Could you filter the data below down to the lines that hold the word "Category"?

Data for this exercise:
-=-=-=-=-

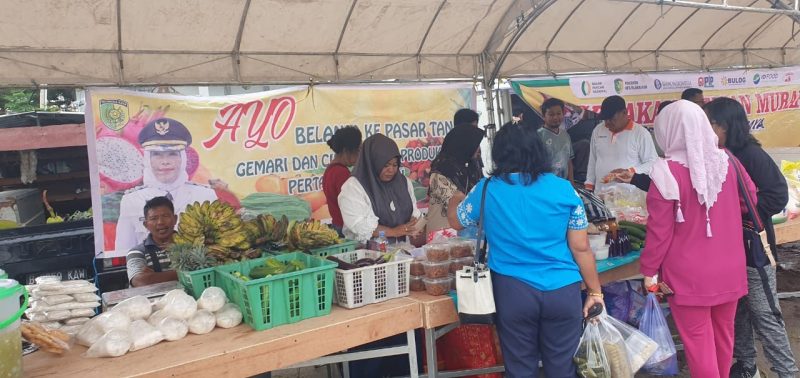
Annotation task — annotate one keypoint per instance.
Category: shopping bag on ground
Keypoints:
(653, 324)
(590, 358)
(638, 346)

-=-=-=-=-

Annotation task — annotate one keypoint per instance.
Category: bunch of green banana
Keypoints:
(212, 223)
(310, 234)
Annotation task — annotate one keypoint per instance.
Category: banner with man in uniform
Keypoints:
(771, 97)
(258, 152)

-=-=-=-=-

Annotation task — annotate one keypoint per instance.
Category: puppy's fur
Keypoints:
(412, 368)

-=-=-=-=-

Result below:
Category: shopping bag on ground
Category: bunch of green banana
Category: banner with man in uniform
Category: puppy's fur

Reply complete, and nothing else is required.